**Information shown:**

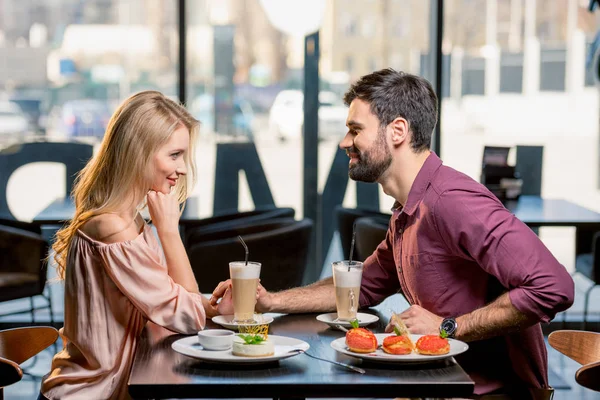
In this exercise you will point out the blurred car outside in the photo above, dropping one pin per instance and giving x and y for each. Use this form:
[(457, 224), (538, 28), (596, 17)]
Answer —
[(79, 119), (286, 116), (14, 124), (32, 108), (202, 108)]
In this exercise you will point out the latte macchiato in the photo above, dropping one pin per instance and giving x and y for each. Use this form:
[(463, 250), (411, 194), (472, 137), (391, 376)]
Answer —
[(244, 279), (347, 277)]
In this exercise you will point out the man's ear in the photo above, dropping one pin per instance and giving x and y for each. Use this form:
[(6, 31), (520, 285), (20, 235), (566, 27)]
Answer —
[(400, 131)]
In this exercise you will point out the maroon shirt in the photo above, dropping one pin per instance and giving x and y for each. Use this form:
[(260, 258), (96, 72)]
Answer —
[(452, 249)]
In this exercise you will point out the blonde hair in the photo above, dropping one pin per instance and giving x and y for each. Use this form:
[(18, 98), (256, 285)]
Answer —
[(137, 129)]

**Goal:** Rewrite every line of the items above, requests included, and scale each coordinate in the answers by 1.2, rounding to whole numbers with halves rounded up. Leave out the pictures.

**Answer for this exercise:**
In this exercise you will point out the blurred car outside in the photo above, dropping one pin per instance and giving x and y for each. Use this form:
[(457, 224), (538, 28), (596, 17)]
Answer —
[(95, 143), (343, 139), (17, 149), (38, 130), (242, 130)]
In this exercise you will point out the latte macchiato in the photo above, dropping one pin per instance and giving x and y for each. Use this form:
[(463, 250), (411, 194), (472, 137), (391, 376)]
Answer —
[(293, 335), (416, 332)]
In this exercise you will point out the man's ear in the photo above, dropping one pin per instance and giving x and y for each. Use this form:
[(6, 31), (520, 285), (20, 235), (566, 27)]
Answer —
[(480, 157)]
In this exercise you will point out the maroon shirt in the photo above, dropping one pin per instance and giving x and y for each. Use this form:
[(260, 258), (96, 72)]
Answer —
[(542, 299)]
In this exercise you will point out the blonde hair in the photo above, dropping one pin per instance and giving x and y for each. Use this form:
[(18, 98), (256, 285)]
Answer —
[(164, 155)]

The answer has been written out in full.